TASKS AND EXERCISES:
(1) According to the post, what do the writer and the writer's brother both have? List each item.
(2) Repeat the part of the post starting with "Today also marks" and going on through "him sticking around!", word for word.

(PAGE TEXT begins)

Tuesday, April 29, 2014

Time Keeps on Slippin'

Today my brother turns 40 years old.  That doesn't really seem possible, quite frankly.  And yet, here we are.  He's 40, I'm 35, and we both have spouses, mortgages, and two kids.  Time just sort of keeps moving, doesn't it? 

Today also marks the 15th anniversary of my grandfather's death.  He'd had an aortic aneurysm ready to burst for a while, but was not healthy enough for surgery, so it was just a waiting game.  And one late April day in 1999, it went.  It was the end of an era, for sure, because he was such a huge part of the family.  He hadn't been well in his later years, but he was still up for a good card game and great conversations.  We all miss him.  I wish Craig would have had a chance to meet him (and no doubt debate him), and I would have loved for him to see my kids.  He'd have gotten a kick out of them.  On the bright side, some of his best traits have showed up in my dad, so there's still a little piece of him sticking around!

(PAGE TEXT ends)
(GIVEN INFORMATION begins)

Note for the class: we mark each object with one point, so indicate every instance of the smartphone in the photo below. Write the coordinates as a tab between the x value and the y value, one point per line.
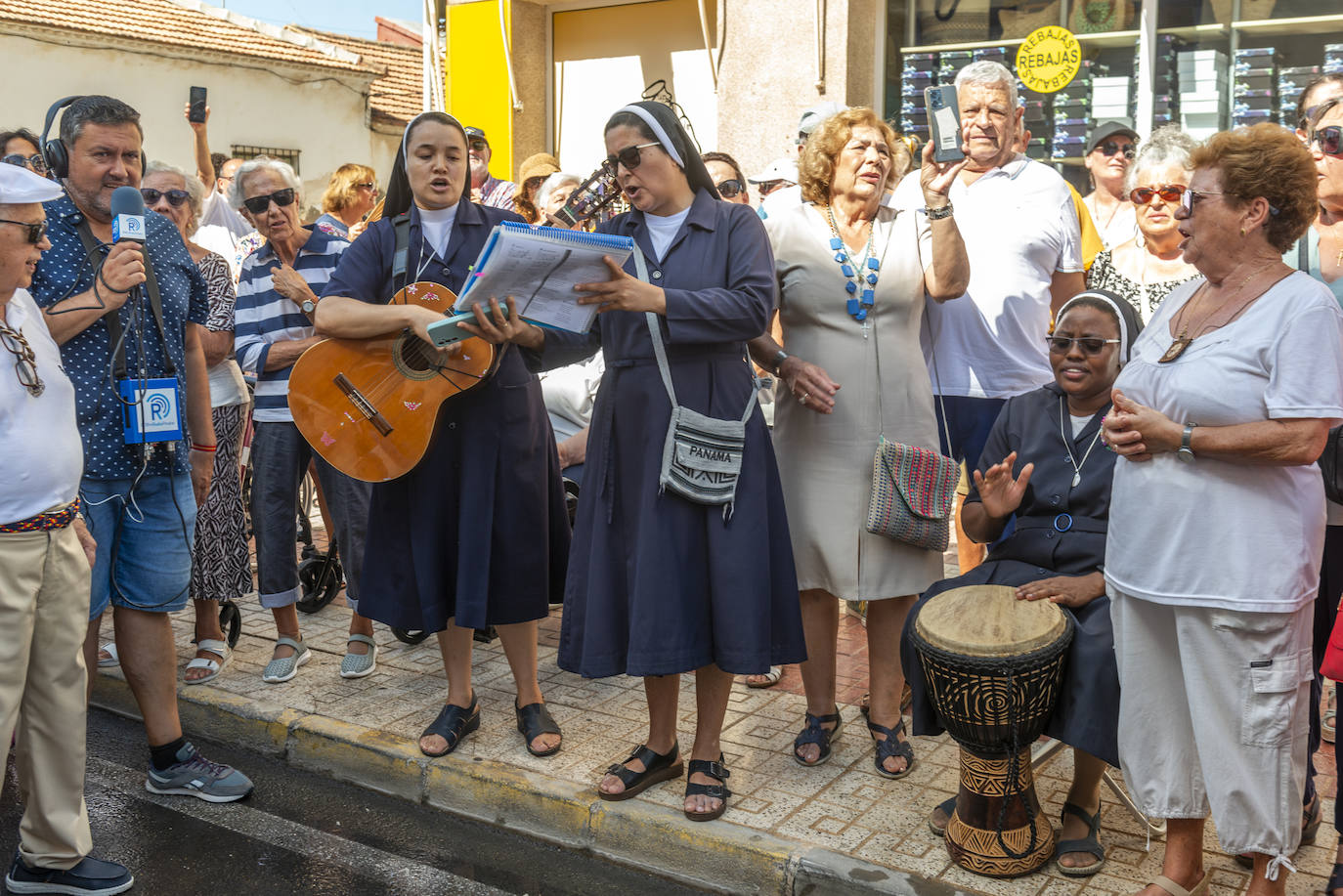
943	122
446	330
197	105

(GIVEN INFORMATION ends)

ANSWER LIST:
(1)
- Spouses
- Mortgages
- Two kids

(2)
Today also marks the 15th anniversary of my grandfather's death.  He'd had an aortic aneurysm ready to burst for a while, but was not healthy enough for surgery, so it was just a waiting game.  And one late April day in 1999, it went.  It was the end of an era, for sure, because he was such a huge part of the family.  He hadn't been well in his later years, but he was still up for a good card game and great conversations.  We all miss him.  I wish Craig would have had a chance to meet him (and no doubt debate him), and I would have loved for him to see my kids.  He'd have gotten a kick out of them.  On the bright side, some of his best traits have showed up in my dad, so there's still a little piece of him sticking around!